## Aim
Count the lines in the listing below that contain the string "cliff", matching case exactly, and give only the number.

## Data
----

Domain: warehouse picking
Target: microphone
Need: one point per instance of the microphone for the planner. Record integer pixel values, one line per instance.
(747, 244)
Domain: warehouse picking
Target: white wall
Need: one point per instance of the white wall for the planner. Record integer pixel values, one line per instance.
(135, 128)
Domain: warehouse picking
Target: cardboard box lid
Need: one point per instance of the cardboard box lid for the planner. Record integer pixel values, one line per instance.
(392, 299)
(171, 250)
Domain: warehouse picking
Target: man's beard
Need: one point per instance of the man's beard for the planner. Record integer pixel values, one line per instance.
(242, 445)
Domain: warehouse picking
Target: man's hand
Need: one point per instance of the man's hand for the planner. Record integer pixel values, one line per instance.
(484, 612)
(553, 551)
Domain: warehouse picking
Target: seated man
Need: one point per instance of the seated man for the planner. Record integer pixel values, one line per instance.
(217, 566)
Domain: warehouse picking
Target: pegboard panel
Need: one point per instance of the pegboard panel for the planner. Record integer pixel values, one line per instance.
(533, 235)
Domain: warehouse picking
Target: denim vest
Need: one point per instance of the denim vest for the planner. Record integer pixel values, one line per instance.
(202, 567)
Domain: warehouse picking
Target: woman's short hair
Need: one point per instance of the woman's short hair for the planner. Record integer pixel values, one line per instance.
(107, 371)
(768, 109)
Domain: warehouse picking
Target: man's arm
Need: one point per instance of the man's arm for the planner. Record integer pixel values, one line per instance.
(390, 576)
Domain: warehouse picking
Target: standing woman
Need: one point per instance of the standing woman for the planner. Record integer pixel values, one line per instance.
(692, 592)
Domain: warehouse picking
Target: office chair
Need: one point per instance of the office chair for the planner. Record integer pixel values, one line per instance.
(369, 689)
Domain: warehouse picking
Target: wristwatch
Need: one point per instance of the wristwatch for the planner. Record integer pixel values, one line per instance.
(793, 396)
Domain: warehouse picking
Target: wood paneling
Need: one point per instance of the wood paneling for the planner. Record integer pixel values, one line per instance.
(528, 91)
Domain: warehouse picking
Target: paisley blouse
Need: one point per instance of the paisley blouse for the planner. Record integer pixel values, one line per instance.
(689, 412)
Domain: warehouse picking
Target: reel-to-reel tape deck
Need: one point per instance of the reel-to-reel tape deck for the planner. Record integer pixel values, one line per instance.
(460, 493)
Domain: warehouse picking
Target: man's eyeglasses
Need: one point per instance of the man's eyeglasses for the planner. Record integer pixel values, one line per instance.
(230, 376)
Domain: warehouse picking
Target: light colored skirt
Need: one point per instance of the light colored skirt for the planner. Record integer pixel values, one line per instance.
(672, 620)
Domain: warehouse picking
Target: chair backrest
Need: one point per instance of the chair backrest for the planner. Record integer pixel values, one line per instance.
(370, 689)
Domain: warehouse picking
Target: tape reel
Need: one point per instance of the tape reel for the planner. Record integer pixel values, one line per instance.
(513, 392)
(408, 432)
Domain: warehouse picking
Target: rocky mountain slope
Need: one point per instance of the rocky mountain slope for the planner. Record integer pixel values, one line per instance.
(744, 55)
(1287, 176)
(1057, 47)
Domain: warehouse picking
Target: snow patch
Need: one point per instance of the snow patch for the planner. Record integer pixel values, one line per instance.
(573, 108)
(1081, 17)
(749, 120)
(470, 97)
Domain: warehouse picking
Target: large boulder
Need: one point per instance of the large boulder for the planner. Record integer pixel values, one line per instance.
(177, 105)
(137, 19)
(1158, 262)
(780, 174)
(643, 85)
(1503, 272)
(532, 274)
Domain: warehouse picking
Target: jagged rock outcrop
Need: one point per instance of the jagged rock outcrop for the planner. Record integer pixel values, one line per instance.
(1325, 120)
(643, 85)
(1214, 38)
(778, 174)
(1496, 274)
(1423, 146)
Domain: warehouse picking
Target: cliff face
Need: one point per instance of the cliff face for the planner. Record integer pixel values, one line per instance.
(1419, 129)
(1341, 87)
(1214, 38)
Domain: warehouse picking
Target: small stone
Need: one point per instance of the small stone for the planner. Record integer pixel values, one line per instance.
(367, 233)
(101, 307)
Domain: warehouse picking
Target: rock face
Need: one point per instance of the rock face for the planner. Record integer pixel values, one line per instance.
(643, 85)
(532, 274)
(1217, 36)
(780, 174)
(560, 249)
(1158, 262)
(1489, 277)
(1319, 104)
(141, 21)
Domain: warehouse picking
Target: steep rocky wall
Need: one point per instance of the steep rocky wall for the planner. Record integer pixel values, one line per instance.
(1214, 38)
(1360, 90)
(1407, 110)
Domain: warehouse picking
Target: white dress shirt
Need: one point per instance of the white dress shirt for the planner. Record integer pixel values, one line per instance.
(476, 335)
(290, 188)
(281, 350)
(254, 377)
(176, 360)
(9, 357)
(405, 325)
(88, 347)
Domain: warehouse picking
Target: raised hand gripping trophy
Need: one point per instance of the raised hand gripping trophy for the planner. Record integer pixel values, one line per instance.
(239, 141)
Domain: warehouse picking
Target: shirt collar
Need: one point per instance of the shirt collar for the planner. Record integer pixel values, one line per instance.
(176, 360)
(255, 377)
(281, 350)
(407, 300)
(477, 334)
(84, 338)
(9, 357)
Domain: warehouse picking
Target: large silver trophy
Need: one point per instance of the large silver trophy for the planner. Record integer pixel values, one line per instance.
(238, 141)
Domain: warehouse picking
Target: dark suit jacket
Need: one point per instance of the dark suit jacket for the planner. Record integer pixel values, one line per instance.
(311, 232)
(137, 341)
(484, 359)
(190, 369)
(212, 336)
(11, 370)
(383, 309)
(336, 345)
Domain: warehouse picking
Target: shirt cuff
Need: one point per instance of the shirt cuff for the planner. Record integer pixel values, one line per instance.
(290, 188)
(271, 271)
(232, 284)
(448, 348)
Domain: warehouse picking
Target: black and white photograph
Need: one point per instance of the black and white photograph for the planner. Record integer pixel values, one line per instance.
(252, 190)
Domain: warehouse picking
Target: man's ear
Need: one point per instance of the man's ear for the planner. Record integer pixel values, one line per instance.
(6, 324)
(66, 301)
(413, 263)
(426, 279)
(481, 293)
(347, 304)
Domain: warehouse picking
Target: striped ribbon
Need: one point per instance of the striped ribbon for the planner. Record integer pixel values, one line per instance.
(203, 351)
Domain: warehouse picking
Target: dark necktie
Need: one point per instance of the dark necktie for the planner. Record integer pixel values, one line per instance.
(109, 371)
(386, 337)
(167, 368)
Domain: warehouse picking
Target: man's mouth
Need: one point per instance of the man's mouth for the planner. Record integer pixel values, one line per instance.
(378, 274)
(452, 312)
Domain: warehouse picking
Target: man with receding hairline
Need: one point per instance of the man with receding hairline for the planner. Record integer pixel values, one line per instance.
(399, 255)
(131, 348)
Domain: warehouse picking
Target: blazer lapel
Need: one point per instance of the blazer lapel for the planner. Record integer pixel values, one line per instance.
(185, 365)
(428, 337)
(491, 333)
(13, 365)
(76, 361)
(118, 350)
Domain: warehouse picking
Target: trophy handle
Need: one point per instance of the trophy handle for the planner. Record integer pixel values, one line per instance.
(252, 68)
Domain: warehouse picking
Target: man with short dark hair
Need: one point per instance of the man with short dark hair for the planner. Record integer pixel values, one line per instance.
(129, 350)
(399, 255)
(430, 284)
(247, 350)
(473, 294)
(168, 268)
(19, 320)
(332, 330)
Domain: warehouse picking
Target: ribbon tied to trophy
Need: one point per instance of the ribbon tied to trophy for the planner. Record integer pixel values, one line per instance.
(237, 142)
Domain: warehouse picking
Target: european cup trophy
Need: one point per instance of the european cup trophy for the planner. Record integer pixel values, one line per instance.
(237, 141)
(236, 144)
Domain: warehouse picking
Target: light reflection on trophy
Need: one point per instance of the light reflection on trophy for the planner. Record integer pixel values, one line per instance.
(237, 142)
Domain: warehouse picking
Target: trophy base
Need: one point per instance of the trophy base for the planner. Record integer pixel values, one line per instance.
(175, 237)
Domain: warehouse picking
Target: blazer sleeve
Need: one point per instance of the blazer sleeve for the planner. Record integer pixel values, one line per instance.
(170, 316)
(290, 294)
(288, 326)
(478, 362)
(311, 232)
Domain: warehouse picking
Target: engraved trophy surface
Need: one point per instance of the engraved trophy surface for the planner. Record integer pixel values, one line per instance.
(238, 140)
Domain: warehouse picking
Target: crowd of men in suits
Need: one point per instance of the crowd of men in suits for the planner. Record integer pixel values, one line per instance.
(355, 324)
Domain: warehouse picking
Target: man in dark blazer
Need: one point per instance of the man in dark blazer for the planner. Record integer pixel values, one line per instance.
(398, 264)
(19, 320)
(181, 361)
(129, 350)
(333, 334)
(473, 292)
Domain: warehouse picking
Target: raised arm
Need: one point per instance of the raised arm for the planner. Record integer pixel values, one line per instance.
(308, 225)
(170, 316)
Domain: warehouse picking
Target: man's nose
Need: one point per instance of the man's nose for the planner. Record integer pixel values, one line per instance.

----

## Output below
2